_Excerpt_
--------

Again, pretty simple. We have two versions of SQL Server, three different types of table structures, and three different compression methods, for a total of 18 tests:

Version	Table / Column Layout	None	Page	Row
Version	Table / Column Layout	Compression
SQL Server 2008 SP1 (10.00.2723.0, x64)	Heap / nvarchar(2048)	•	•	•
SQL Server 2008 R2 (10.50.1092.0, x64)	Heap / nvarchar(2048)	•	•	•
SQL Server 2008 SP1	Clustered / nvarchar(450)	•	•	•
SQL Server 2008 R2	Clustered / nvarchar(450)	•	•	•
SQL Server 2008 SP1	Clustered / 4 * nvarchar(32)	•	•	•
SQL Server 2008 R2	Clustered / 4 * nvarchar(32)	•	•	•

Full disclosure: these are two named instances on the same hardware, running in a virtual machine, with 4 virtual processors and 8 GB of RAM. The operating system is Windows Server 2008 R2 x64 RTM, the underlying disks are SATA, the host operating system is Mac OS 10.5.6, and the VM was built using VMWare Fusion 2.0.

Measurements

Performance metrics : from a trace, I will measure Duration, Reads, Writes, and CPU.
Storage metrics : sys.dm_db_partition_stats will show how much space is occupied by each version of the table.

Data

I borrowed some random characters from Alan Wood's page, Samples of Unicode character ranges. The initial string I used to generate random data, literally across many different languages and characters sets, is as follows:

DECLARE @f nvarchar(2048)

--------

_Records_
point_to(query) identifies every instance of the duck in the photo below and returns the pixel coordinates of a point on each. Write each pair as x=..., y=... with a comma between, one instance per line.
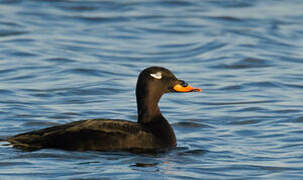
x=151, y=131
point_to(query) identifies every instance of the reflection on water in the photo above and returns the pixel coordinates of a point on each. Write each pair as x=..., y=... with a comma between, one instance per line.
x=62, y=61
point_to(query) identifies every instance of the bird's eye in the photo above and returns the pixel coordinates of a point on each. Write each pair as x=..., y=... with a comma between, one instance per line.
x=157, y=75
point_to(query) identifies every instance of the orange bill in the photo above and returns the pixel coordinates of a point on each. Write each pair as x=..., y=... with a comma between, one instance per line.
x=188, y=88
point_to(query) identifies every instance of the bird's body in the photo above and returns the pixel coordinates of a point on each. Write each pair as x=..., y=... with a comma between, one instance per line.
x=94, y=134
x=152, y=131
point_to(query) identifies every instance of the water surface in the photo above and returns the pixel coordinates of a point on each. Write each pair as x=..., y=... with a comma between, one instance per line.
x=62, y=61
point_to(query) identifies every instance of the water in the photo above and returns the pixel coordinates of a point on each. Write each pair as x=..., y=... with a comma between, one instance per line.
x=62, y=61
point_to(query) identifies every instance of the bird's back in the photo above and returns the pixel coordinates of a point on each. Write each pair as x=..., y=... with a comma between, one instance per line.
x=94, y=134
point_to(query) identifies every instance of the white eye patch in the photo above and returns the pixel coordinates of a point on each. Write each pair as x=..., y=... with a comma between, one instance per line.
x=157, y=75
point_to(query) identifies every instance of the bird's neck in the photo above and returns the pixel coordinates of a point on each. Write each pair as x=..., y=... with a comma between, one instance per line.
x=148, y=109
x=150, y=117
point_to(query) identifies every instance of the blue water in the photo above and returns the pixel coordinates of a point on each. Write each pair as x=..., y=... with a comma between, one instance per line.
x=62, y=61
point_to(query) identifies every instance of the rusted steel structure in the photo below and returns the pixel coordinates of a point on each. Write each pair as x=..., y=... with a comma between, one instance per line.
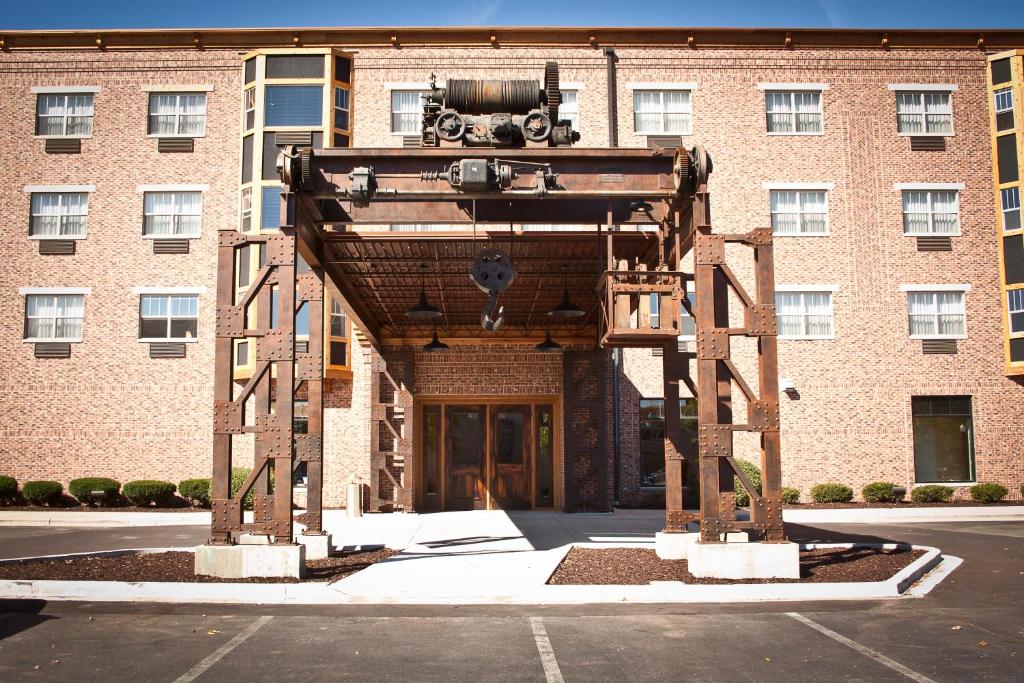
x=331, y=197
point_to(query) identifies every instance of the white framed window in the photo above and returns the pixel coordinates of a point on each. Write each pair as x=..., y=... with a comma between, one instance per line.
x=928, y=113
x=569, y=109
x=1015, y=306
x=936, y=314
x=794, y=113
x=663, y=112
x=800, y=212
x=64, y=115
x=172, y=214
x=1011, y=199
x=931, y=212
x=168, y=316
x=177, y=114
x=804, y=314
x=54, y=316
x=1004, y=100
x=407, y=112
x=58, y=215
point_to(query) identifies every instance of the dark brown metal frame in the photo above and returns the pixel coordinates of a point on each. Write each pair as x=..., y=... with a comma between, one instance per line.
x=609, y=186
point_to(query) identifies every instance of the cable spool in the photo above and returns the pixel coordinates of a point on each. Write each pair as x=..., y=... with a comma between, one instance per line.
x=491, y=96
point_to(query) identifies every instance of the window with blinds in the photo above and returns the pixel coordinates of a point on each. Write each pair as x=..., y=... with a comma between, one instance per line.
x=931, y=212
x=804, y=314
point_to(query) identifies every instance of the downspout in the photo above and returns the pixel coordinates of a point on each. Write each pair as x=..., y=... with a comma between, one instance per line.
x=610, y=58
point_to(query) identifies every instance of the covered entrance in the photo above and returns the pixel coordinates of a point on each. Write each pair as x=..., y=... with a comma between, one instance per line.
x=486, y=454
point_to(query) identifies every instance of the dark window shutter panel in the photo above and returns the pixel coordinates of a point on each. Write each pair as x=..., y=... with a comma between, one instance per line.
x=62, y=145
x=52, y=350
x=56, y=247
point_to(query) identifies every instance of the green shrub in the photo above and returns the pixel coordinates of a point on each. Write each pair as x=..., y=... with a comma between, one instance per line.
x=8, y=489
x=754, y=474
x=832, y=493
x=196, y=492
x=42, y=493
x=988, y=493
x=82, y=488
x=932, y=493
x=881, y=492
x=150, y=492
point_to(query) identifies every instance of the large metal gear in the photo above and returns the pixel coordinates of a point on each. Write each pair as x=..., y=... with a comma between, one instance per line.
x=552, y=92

--------

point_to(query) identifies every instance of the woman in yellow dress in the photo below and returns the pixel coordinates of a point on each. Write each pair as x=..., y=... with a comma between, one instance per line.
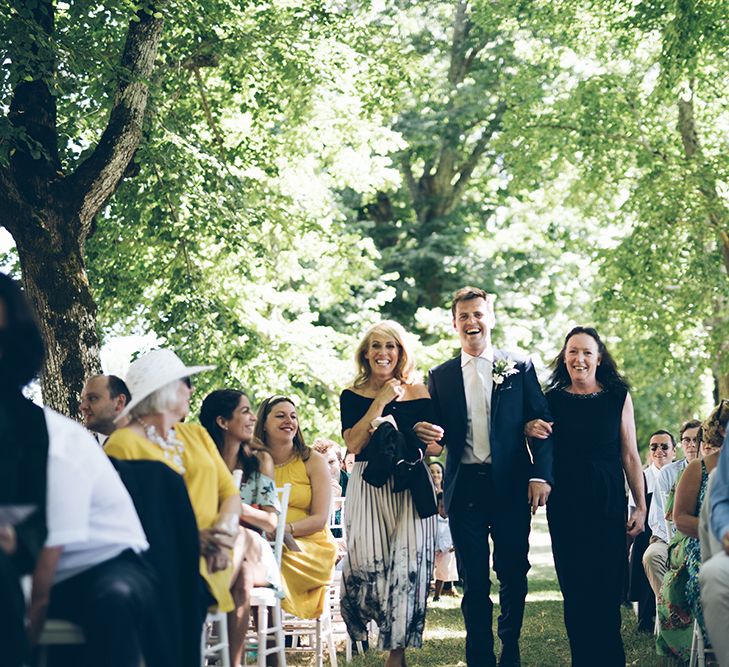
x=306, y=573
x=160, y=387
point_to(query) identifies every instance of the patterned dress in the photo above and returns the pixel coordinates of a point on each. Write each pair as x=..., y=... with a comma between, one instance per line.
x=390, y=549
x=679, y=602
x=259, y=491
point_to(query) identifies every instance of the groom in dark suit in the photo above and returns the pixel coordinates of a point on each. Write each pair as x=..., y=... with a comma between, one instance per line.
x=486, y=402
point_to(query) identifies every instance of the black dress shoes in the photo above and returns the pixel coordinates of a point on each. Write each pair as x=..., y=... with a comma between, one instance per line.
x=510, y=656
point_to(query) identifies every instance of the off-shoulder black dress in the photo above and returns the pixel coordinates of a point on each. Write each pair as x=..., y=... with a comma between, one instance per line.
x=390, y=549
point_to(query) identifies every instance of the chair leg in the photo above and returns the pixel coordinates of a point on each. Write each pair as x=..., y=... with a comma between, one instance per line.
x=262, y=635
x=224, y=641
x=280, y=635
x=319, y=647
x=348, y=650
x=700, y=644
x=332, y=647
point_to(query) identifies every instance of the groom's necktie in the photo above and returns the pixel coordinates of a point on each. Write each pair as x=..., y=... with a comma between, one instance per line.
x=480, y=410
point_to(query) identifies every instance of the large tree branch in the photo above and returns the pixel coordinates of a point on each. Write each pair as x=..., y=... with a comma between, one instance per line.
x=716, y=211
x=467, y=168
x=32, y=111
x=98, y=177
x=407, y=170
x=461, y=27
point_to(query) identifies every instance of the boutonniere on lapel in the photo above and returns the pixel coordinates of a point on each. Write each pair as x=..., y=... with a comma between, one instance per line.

--------

_Objective A_
In the SQL Server compression excerpt, how much RAM does the virtual machine have?
_Objective B_
Reproduce, word for word, the part of the SQL Server compression excerpt that opens with the words containing "Storage metrics : sys.dm_db_partition_stats" and closes with "DECLARE @f nvarchar(2048)".

_Exercise result A_
8 GB

_Exercise result B_
Storage metrics : sys.dm_db_partition_stats will show how much space is occupied by each version of the table.

Data

I borrowed some random characters from Alan Wood's page, Samples of Unicode character ranges. The initial string I used to generate random data, literally across many different languages and characters sets, is as follows:

DECLARE @f nvarchar(2048)